■ Provided text
▬▬▬▬▬▬▬▬▬▬

Interview with Angelica Ross, star of ‘American Horror Story’ and ‘Pose’
Angelica Ross likes to interact with life the ‘Eckhard Tolle’ way: a kind of Zen and the Art of Glamour & Soul Maintenance. Besides keeping the beauty in check, she’s got a mind’s eye for spirituality, a business card that reads ‘Tech CEO’, and a great handle on this acting thing. As for activism, well, she’s all over that.
A true force to be reckoned with, Angelica is television performer and creative consultant, businesswoman and mentor, web developer and influencer, and a primary figure in the transgender rights movement. Yes, she’s one of the glamorous ones that also gives real good.
Ross began her acting career in the web series Her Story (2016) – a show shot entirely on iPhone and consisting of just six 9-minute episodes. Despite its brevity, the series did (and does, if you haven’t seen it, you must) a remarkable job in relaying the story of two transgender women (Ross and Jen Richards) who are struggling for recognition in both their professional and personal lives. The show won a stack of fringe awards around the world and was ultimately nominated for an Emmy.
It didn’t take long for Ross to fall into series with longer episode lengths, in 2018 landing a plum role in Pose, a show about the 1980s ballroom scene in New York. Then came key roles in jagged seasons of American Horror Story – including 1984 and the show’s most recent (S10) dubbed Double Feature and its latest instalment dropping tonight on Binge.
In the latest AHS, Angelica plays quite the pivotal role. She is the queen dealer of a hard-to-get-hold-of drug that everybody wants for its astonishing properties that turn talented people into absolute geniuses.
Angelica’s character herself doesn’t partake in the little black pill, but rather studies its effects on other folks. Whatever the case, ‘The Chemist’ – as she is referred to in the show – is equal parts Breaking Bad and The Bold and The Beautiful.

▬▬▬▬▬▬▬▬▬▬

■ Goals
**a.** List every television series named in the Angelica Ross interview. Count American Horror Story once and leave out the names of its individual seasons.
**b.** Print the passage of the Angelica Ross interview starting at "It didn’t take" and ending at "into absolute geniuses.", word for word.
The data that comes next has no connection to the interview with Angelica Ross.

■ Data
▬▬▬▬▬▬▬▬▬▬

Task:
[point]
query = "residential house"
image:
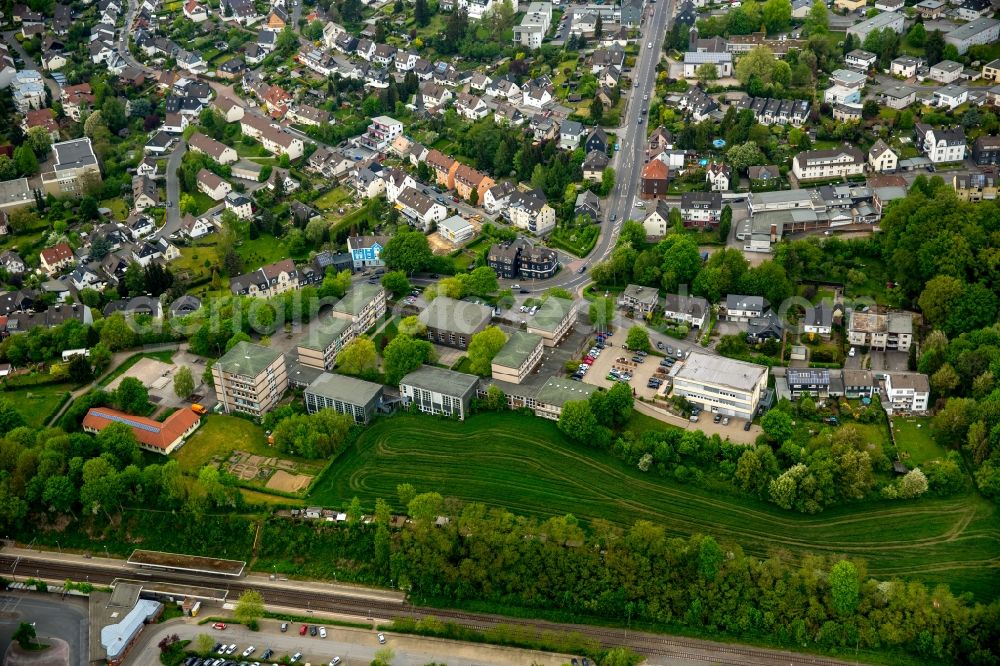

▬▬▬▬▬▬▬▬▬▬

■ Answers for the exercise
**a.** Her Story, Pose, American Horror Story, Breaking Bad, The Bold and The Beautiful

**b.**
It didn’t take long for Ross to fall into series with longer episode lengths, in 2018 landing a plum role in Pose, a show about the 1980s ballroom scene in New York. Then came key roles in jagged seasons of American Horror Story – including 1984 and the show’s most recent (S10) dubbed Double Feature and its latest instalment dropping tonight on Binge.
In the latest AHS, Angelica plays quite the pivotal role. She is the queen dealer of a hard-to-get-hold-of drug that everybody wants for its astonishing properties that turn talented people into absolute geniuses.